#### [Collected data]
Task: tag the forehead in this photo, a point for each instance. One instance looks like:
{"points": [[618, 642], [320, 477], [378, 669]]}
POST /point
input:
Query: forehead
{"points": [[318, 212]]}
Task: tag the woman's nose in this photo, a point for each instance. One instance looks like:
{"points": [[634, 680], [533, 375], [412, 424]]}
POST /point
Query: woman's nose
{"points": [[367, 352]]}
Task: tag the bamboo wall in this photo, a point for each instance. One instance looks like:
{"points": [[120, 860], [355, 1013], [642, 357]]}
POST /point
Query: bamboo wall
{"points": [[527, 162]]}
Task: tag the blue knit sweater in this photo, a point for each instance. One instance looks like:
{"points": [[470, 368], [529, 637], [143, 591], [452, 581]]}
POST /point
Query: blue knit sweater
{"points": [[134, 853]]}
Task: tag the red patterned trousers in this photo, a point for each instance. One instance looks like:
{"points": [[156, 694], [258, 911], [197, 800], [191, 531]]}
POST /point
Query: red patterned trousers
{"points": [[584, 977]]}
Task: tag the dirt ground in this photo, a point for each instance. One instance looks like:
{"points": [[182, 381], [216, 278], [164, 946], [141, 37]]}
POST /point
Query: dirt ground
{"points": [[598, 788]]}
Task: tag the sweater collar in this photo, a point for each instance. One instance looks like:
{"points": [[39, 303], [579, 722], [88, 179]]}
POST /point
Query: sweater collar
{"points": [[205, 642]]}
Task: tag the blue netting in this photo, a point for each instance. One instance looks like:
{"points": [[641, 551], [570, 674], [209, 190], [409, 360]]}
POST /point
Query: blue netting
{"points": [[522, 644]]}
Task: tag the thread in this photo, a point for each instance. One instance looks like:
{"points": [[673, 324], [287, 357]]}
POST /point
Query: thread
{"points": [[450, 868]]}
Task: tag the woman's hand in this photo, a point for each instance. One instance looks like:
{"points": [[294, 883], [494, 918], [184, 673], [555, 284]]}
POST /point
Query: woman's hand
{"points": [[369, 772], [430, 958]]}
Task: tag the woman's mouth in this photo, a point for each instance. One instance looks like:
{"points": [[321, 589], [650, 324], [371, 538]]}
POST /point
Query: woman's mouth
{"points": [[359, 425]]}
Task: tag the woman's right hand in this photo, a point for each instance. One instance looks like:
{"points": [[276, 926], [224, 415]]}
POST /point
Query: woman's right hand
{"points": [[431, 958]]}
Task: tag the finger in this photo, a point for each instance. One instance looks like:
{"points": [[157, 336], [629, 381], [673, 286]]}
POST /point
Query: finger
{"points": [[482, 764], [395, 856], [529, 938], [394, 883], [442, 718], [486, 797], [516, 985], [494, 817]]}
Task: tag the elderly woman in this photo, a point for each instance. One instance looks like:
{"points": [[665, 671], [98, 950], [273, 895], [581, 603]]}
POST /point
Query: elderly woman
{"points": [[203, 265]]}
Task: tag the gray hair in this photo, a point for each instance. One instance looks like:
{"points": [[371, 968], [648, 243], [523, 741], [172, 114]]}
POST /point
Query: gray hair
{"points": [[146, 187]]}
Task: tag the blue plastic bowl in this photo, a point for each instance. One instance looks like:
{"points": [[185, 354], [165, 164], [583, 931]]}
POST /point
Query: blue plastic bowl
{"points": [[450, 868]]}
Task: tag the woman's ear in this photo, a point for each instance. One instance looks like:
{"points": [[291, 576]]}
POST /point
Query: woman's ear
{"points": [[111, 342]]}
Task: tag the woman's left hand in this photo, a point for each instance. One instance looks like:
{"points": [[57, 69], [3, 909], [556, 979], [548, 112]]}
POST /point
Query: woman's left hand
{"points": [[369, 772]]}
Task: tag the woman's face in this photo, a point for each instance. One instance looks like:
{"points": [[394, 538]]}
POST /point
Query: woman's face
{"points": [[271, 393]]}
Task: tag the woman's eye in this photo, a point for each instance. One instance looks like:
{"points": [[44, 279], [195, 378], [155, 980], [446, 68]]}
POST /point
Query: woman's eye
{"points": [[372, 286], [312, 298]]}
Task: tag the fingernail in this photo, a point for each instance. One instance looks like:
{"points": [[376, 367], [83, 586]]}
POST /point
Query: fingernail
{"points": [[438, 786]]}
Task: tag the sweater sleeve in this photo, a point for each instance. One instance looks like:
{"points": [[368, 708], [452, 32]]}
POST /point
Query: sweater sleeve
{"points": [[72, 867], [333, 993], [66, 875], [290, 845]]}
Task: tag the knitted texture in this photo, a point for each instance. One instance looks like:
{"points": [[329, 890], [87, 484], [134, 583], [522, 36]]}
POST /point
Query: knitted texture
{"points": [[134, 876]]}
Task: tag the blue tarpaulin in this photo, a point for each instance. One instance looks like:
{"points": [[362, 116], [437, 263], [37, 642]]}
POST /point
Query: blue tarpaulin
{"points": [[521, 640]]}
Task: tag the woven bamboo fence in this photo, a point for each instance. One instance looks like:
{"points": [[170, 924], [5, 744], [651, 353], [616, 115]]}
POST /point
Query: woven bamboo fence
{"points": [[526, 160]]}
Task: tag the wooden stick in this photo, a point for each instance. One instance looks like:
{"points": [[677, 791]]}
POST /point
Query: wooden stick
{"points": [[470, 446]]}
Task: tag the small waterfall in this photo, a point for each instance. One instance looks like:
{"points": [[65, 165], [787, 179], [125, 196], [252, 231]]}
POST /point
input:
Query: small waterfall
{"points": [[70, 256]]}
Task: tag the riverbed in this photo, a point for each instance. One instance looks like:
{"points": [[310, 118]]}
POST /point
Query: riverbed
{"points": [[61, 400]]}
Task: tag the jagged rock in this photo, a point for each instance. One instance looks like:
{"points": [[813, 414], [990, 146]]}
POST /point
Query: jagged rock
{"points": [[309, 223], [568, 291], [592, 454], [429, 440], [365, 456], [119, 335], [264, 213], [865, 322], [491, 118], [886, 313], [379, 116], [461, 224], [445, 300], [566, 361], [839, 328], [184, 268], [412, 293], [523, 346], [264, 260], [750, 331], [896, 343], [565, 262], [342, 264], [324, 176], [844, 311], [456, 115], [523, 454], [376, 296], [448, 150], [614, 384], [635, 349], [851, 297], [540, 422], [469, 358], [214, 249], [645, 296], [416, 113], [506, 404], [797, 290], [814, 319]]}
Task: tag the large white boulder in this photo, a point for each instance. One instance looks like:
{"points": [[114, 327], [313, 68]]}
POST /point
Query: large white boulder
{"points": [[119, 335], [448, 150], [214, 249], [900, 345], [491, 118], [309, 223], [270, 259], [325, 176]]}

#### [The problem]
Every record above must be duplicated exactly.

#### [Task solution]
Task: tag the forehead in this photo, a point for each instance. One instance looks like:
{"points": [[618, 642], [320, 477], [378, 669]]}
POST /point
input:
Query: forehead
{"points": [[318, 212]]}
Task: tag the woman's nose in this photo, a point for each instance. One instance looks like:
{"points": [[634, 680], [533, 375], [412, 424]]}
POST /point
Query: woman's nose
{"points": [[367, 352]]}
Task: tag the bamboo wall in this photo, a point for each instance. One instance looks like:
{"points": [[120, 860], [355, 1013], [642, 357]]}
POST /point
Query: bamboo wall
{"points": [[527, 162]]}
Task: tag the blue knit sweater in this photo, a point for each instance. One instance looks like:
{"points": [[470, 368], [529, 637], [143, 591], [452, 581]]}
POST /point
Query: blue knit sweater
{"points": [[134, 853]]}
Task: tag the red patterned trousers in this photo, a point for each instance. One instance looks like:
{"points": [[156, 694], [258, 911], [197, 800], [191, 531]]}
POST /point
Query: red patterned trousers
{"points": [[584, 977]]}
Task: tag the dirt ground in this photo, a point for each instance. One instance looks like:
{"points": [[182, 381], [216, 278], [164, 946], [141, 37]]}
POST /point
Query: dirt ground
{"points": [[598, 788]]}
Task: tag the sweater collar in this photo, a point for each instance. One instance looks like:
{"points": [[39, 303], [579, 722], [88, 179]]}
POST /point
Query: sweater collar
{"points": [[205, 642]]}
Task: tag the blue netting in this photo, a point for each instance. One instance looks like:
{"points": [[641, 551], [570, 674], [209, 190], [409, 360]]}
POST /point
Query: blue netting
{"points": [[522, 644]]}
Task: tag the thread in this photo, a point for each instance. One instance looks like:
{"points": [[673, 324], [287, 357]]}
POST /point
Query: thread
{"points": [[450, 868]]}
Task: tag the woman's hand in this photo, a point for each instance. One instance looks like:
{"points": [[294, 883], [494, 918], [184, 673], [555, 284]]}
POST /point
Query: woman's hand
{"points": [[369, 772], [430, 958]]}
Task: tag the woman's mouth in this photo, a point for each instance. One instance looks like:
{"points": [[321, 589], [650, 324], [371, 538]]}
POST /point
Query: woman's mouth
{"points": [[359, 425]]}
Task: tag the woman's right hand in this photo, a point for each instance. One instance looks like:
{"points": [[276, 926], [224, 415]]}
POST /point
Query: woman's right hand
{"points": [[431, 958]]}
Task: tag the finger in this photo, a point for each instance. One instance looks like:
{"points": [[157, 336], [629, 381], [673, 286]]}
POST /point
Query: finger
{"points": [[482, 764], [395, 856], [529, 938], [394, 883], [442, 718], [486, 797], [516, 985], [494, 817]]}
Task: tag the elderly woman in this photo, a point for each instance. One instance looks like:
{"points": [[665, 671], [98, 950], [273, 895], [581, 603]]}
POST /point
Query: elderly woman
{"points": [[203, 265]]}
Task: tag the gray hair in this photo, a point for each instance. One instance looks like:
{"points": [[371, 968], [648, 243], [523, 741], [172, 114]]}
POST /point
Query: gray hair
{"points": [[146, 187]]}
Task: tag the blue plastic bowl in this photo, a point for each instance. One instance looks like:
{"points": [[185, 354], [165, 164], [583, 931]]}
POST /point
Query: blue plastic bowl
{"points": [[450, 868]]}
Task: tag the woman's ear in this photo, a point for each instance. One instance looks like:
{"points": [[291, 576]]}
POST /point
Query: woman's ear
{"points": [[111, 342]]}
Task: tag the woman's left hand in this photo, a point for each instance. One instance looks like:
{"points": [[57, 69], [3, 909], [556, 979], [548, 112]]}
POST /point
Query: woman's left hand
{"points": [[369, 772]]}
Task: tag the woman's face in this photo, a point for each instance. One instance looks like:
{"points": [[394, 538]]}
POST /point
Query: woman's face
{"points": [[271, 393]]}
Task: tag the woman's eye in this photo, a point for each instance. One instance looks like:
{"points": [[44, 279], [195, 378], [155, 980], [446, 68]]}
POST /point
Query: woman's eye
{"points": [[372, 286], [312, 298]]}
Task: tag the fingernail in this photo, a point for each instance. One instance looks like:
{"points": [[376, 367], [83, 586]]}
POST /point
Query: fingernail
{"points": [[438, 786]]}
Task: tag the sweater sleeve in this photo, a point for each instance. One instance looks like:
{"points": [[368, 708], [452, 32]]}
POST /point
Query: sweater sleeve
{"points": [[72, 867], [333, 993], [66, 875], [290, 845]]}
Task: tag the knitted texture in this photo, a point for each instance. One instance looks like:
{"points": [[329, 890], [87, 484], [134, 583], [522, 36]]}
POST /point
Query: knitted texture
{"points": [[134, 876]]}
Task: tag the blue tarpaulin in this photo, a point for each instance. One instance looks like:
{"points": [[362, 116], [437, 263], [37, 642]]}
POST /point
Query: blue tarpaulin
{"points": [[521, 640]]}
Task: tag the woven bamboo fence in this photo, a point for each instance. One instance looks like:
{"points": [[170, 924], [5, 744], [651, 353], [616, 115]]}
POST /point
Query: woven bamboo fence
{"points": [[526, 160]]}
Task: tag the wooden stick in this photo, a point for each instance. One instance looks like:
{"points": [[677, 791]]}
POST /point
Query: wooden stick
{"points": [[470, 446]]}
Task: tag the small waterfall in this photo, a point for each instance. One instance looks like:
{"points": [[65, 165], [787, 179], [125, 196], [252, 231]]}
POST /point
input:
Query: small waterfall
{"points": [[70, 256]]}
Task: tag the riverbed in this photo, a point for each instance. One instance looks like:
{"points": [[310, 118]]}
POST /point
Query: riverbed
{"points": [[61, 400]]}
Task: tag the jagged rock in this photo, a point for each instance. One instance looks like:
{"points": [[813, 414], [990, 146]]}
POST /point
Query: jagged rock
{"points": [[309, 223], [568, 291], [592, 454], [429, 440], [365, 456], [119, 335], [264, 213], [865, 322], [491, 118], [886, 313], [379, 116], [461, 224], [445, 300], [566, 361], [839, 328], [184, 268], [412, 293], [523, 346], [264, 260], [750, 331], [896, 343], [565, 262], [342, 264], [324, 176], [844, 311], [456, 115], [523, 454], [376, 296], [448, 150], [614, 384], [635, 349], [851, 297], [540, 422], [469, 358], [214, 249], [645, 296], [416, 113], [506, 404], [797, 290], [814, 319]]}
Task: tag the large white boulder in this photo, a point for each instance. One instance looks like:
{"points": [[114, 327], [313, 68]]}
POST /point
Query: large white boulder
{"points": [[119, 335], [448, 150], [214, 249], [900, 345], [491, 118], [309, 223], [270, 259], [325, 176]]}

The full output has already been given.